> TEXTO EXTRAÍDO
-------------------------

Friday, 22 de November de 2024 ISSN 1519-7670 - Ano 24 - nº 1315

Os cruzados da liberdade de imprensa

No Brasil podemos falar, expressar, publicar opinião sobre quase tudo. Podemos, por exemplo, fazer propaganda de papel higiênico – como aquela da DPZ para a empresa que fabrica o de marca Neve – usando e abusando da imagem e da voz do presidente da República de sua ministra-chefe da Casa Civil.

Podemos publicar artigo de página inteira em um dos maiores jornais do Brasil, que chega a vender a média diária de 26 mil exemplares em bancas de jornal existentes no percurso que liga o Oiapoque ao Chuí (estamos falando da Folha de S.Paulo), de autor relatando no generoso espaço reminiscências sobre os tempos da última ditadura no Brasil e, ilustrado com fotograma do filme Lula, o filho do Brasil, para ao fim execrar o comportamento do presidente brasileiro. Isso pode.

No Brasil podemos também ser mais bem informados sobre o desenvolvimento do país por meio da repercussão que aqui temos de matérias sobre o país publicadas em veículos como Newsweek, The Economist, Der Spiegel, Le Monde, The New York Times, El País.

A propósito do filme citado, qualquer coisa pode ser publicado. Espaço maior será sempre concedido àqueles que torçam o nariz para o filme e àqueles que ameaçam formar o bloco, pequeno é verdade, dos ‘que não viram e não gostaram’. É permitido esmiuçar a lista das empresas que bancaram o filme: serão espinafradas se forem estatais ou de economia mista e serão espinafradas igualmente se as empresas forem da chamada iniciativa privada, pois certamente estas deverão manter contratos comerciais e financeiros com o governo. Ou seja, o veredicto uma vez proferido não comporta qualquer outra opção. Espinafre-se, então.

Crime inominável

Podemos fazer conferências nacionais para tratar de muitos assuntos. Dentre estes o debate pode correr solto se abordar saúde pública, meio ambiente, uso dos recursos naturais, políticas públicas para populações vulneráveis. Isso também pode.

É-nos concedida permissão para ser contra ou a favor das chamadas ações afirmativas, aquelas que pretendem diminuir o fosso a separar os brancos dos negros e dos índios, os muito ricos dos muito pobres. Podemos ter capa de revista imageticamente demonizando ‘líder do movimento dos sem terra’ e minuciosos infográficos dando conta das horas em que 18 estados brasileiros estiveram sem energia elétrica. Isso pode? Claro, pode também.

Então, o que não pode? Ah, isso é complicado. Qualquer coisa que pretenda chamar a mídia aos carretéis, por mais sutil ou superficial que seja… isso, definitivamente, não pode. Conferência Nacional de Comunicação pode? Claro que não. Minto. Até pode, mas desde que seja bem esvaziada, ou seja, não estarão presentes, por ato de voluntarismo, as principais entidades de classe de jornais, revistas e empresas de comunicação, representantes de emissoras de televisão e de rádio.

-------------------------

> MATERIAL
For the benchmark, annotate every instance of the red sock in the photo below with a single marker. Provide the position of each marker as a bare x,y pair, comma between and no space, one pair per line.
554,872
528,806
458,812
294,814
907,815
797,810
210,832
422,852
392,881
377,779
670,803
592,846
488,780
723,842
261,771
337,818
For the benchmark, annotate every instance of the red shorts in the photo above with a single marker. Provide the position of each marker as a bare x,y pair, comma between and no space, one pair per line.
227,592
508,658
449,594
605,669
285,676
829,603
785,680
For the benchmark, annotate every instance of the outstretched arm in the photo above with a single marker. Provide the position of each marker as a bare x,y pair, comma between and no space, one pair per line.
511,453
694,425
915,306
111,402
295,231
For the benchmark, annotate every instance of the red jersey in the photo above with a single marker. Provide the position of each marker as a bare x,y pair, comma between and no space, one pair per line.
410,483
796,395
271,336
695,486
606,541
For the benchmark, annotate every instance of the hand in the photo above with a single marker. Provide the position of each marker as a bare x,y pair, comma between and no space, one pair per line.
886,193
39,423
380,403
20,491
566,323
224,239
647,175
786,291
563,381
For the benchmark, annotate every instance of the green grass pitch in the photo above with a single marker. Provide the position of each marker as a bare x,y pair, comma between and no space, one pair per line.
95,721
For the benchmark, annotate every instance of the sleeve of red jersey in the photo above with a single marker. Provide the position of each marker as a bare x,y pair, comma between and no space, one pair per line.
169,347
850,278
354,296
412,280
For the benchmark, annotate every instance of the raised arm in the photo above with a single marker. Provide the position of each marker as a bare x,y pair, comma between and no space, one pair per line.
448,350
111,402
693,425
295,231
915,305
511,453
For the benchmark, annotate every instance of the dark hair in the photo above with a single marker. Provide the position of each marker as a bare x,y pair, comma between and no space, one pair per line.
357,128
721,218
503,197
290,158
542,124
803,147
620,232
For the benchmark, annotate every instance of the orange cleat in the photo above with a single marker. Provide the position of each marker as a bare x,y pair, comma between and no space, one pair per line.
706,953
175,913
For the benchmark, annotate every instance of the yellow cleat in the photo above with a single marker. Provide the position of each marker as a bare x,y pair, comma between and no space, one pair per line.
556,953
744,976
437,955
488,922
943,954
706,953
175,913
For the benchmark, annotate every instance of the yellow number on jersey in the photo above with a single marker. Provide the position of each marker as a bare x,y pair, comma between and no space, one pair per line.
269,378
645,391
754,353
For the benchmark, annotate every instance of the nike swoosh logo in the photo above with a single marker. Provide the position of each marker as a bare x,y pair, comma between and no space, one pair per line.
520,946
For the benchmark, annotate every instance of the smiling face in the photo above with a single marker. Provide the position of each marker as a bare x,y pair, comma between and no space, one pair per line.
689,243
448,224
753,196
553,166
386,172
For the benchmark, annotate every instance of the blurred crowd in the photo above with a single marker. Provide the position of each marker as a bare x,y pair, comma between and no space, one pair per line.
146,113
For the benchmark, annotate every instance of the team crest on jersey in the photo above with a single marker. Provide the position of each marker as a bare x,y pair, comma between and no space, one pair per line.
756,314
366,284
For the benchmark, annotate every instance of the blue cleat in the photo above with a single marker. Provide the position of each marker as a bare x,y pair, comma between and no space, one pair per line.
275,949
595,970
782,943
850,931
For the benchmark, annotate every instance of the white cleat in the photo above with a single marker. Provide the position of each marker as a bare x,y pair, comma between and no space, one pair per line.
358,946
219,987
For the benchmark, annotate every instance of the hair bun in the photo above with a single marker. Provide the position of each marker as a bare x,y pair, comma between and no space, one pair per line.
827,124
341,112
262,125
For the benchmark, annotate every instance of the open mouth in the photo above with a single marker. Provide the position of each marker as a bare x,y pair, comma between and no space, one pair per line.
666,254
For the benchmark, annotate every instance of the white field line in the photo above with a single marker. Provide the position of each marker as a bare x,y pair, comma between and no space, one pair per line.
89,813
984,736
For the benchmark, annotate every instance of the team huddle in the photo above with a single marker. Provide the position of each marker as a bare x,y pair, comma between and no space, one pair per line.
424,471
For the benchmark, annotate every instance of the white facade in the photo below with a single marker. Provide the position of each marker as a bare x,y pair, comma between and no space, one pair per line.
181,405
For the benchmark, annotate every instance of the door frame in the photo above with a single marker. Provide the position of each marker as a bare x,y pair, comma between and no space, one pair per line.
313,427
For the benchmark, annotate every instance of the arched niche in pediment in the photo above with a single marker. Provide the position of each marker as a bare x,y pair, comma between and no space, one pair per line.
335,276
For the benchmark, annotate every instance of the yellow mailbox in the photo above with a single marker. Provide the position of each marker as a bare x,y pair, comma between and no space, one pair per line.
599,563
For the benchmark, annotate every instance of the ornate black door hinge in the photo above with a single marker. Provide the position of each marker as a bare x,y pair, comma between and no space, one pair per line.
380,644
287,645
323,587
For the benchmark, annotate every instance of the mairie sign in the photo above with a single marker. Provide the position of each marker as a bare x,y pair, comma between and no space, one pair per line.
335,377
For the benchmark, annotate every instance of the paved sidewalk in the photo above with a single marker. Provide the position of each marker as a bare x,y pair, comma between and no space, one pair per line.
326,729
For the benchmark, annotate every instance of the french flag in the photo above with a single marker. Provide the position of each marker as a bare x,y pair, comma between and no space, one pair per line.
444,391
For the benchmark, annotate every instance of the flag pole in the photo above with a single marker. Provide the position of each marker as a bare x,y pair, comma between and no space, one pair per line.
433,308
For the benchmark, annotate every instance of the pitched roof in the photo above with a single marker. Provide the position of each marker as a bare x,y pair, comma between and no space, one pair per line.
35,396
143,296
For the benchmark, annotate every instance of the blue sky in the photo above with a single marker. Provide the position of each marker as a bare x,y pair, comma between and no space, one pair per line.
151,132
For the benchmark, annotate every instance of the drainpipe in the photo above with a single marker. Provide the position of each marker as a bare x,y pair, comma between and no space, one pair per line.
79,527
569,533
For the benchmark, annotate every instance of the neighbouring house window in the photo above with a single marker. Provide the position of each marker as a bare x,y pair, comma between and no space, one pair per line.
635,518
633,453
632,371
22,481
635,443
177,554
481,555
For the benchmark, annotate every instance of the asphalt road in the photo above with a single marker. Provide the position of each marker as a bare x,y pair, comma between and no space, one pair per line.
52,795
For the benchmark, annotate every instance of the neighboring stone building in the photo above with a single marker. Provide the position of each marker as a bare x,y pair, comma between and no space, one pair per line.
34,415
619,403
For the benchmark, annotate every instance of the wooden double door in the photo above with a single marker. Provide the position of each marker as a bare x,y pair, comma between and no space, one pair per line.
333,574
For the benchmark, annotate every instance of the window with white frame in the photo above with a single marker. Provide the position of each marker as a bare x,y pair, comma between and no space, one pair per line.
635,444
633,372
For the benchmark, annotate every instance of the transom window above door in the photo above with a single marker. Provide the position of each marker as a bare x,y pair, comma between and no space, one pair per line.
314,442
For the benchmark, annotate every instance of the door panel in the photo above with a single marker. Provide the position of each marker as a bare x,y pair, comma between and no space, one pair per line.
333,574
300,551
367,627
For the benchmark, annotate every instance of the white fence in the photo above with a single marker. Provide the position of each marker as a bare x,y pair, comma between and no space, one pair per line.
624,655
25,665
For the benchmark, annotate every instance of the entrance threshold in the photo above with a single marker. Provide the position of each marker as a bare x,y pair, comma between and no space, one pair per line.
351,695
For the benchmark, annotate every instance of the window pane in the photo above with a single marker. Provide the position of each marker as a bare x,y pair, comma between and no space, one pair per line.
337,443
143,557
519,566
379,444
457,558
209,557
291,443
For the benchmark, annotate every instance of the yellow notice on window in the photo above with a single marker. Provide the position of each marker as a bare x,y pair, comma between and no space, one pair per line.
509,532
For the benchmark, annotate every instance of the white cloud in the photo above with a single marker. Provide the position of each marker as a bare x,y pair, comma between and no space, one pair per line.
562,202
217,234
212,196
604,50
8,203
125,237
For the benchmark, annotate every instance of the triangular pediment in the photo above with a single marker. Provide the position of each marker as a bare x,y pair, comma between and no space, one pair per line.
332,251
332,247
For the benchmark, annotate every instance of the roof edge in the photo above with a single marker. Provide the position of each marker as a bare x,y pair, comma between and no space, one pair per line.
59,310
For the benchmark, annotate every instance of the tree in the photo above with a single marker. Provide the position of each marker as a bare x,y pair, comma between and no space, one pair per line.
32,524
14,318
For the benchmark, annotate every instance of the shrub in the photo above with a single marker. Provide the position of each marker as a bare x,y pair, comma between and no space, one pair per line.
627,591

-------------------------

> REQUISITOS DAS TAREFAS
**1.** Por favor, redigite o trecho do texto extraído que começa pelas palavras que contêm "Podemos publicar artigo" e termina em "Times, El País.".
**2.** De acordo com o texto extraído, quantos estados brasileiros ficaram sem energia elétrica nos infográficos citados?

> RESPOSTAS EM ORDEM
**1.**
Podemos publicar artigo de página inteira em um dos maiores jornais do Brasil, que chega a vender a média diária de 26 mil exemplares em bancas de jornal existentes no percurso que liga o Oiapoque ao Chuí (estamos falando da Folha de S.Paulo), de autor relatando no generoso espaço reminiscências sobre os tempos da última ditadura no Brasil e, ilustrado com fotograma do filme Lula, o filho do Brasil, para ao fim execrar o comportamento do presidente brasileiro. Isso pode.

No Brasil podemos também ser mais bem informados sobre o desenvolvimento do país por meio da repercussão que aqui temos de matérias sobre o país publicadas em veículos como Newsweek, The Economist, Der Spiegel, Le Monde, The New York Times, El País.

**2.** 18 estados.